> **题目 a**:
判断以下关于数组旋转计分的选段的三项说法是否与原文一致，逐项回答"是"或"否"，并原样引用起决定作用的原文词句：(i) 旋转后，凡小于或等于其下标的数组元素各得 1 分；(ii) 示例中 [2, 4, 1, 3, 0] 按 K = 2 旋转后得 4 分；(iii) 若有多个 K 得分同为最高，应返回其中最大的 K。

> **选段**:

· · · · · · ·

798. Smallest Rotation with Highest Score

 Given an array A, we may rotate it by a non-negative integer K so that the array becomes A[K], A[K+1], A{K+2], ... A[A.length - 1], A[0], A[1], ..., A[K-1].  Afterward, any entries that are less than or equal to their index are worth 1 point.

For example, if we have [2, 4, 1, 3, 0], and we rotate by K = 2, it becomes [1, 3, 0, 2, 4].  This is worth 3 points because 1 > 0 [no points], 3 > 1 [no points], 0 <= 2 [one point], 2 <= 3 [one point], 4 <= 4 [one point].

Over all possible rotations, return the rotation index K that corresponds to the highest score we could receive.  If there are multiple answers, return the smallest such index K.

· · · · · · ·

> **所给材料**:
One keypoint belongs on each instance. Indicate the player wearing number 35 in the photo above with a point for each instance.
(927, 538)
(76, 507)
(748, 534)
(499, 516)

· · · · · · ·

> **题目 b**:
把上方各条目写入两列 CSV，列名为 query 和 result，每个条目占一行。query 填条目原文，result 填其答案。每项各占一个带引号的字段，其中的换行一律改为空格。

> **参考答案 a**:
(i) 是："any entries that are less than or equal to their index are worth 1 point"
(ii) 否："This is worth 3 points"
(iii) 否："return the smallest such index K"

> **参考答案 b**:
query,result
"One keypoint belongs on each instance. Indicate the player wearing number 35 in the photo above with a point for each instance.","(927, 538) (76, 507) (748, 534) (499, 516)"